● THE REQUEST: Count how many lines of the rows below contain the word "Each" with matching case. Reply with the number alone.

Labeled contour entries
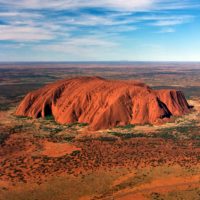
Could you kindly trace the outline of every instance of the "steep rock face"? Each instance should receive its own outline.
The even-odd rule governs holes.
[[[58,81],[25,96],[16,115],[53,115],[60,124],[88,123],[99,130],[127,124],[158,124],[189,112],[180,91],[152,90],[136,81],[78,77]]]

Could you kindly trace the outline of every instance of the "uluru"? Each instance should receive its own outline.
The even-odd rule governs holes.
[[[127,124],[160,124],[190,111],[177,90],[153,90],[134,80],[77,77],[48,84],[28,93],[15,112],[57,123],[87,123],[91,130]]]

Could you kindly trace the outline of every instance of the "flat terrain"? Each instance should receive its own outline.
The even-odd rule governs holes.
[[[0,66],[0,200],[200,199],[200,64],[115,65]],[[13,115],[27,92],[77,75],[179,89],[194,108],[162,126],[98,132]]]

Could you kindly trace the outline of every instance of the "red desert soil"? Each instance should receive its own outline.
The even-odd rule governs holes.
[[[30,92],[16,115],[33,118],[53,115],[55,121],[88,123],[99,130],[127,124],[159,124],[189,112],[184,94],[153,90],[138,81],[78,77]]]
[[[81,150],[74,145],[67,144],[67,143],[53,143],[45,141],[43,143],[43,151],[42,155],[49,156],[49,157],[60,157],[64,156],[65,154],[70,154],[73,151]]]

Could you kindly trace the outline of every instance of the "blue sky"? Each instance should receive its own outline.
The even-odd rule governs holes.
[[[200,0],[0,0],[0,61],[200,61]]]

● SOLUTION FOR THIS PROBLEM: 5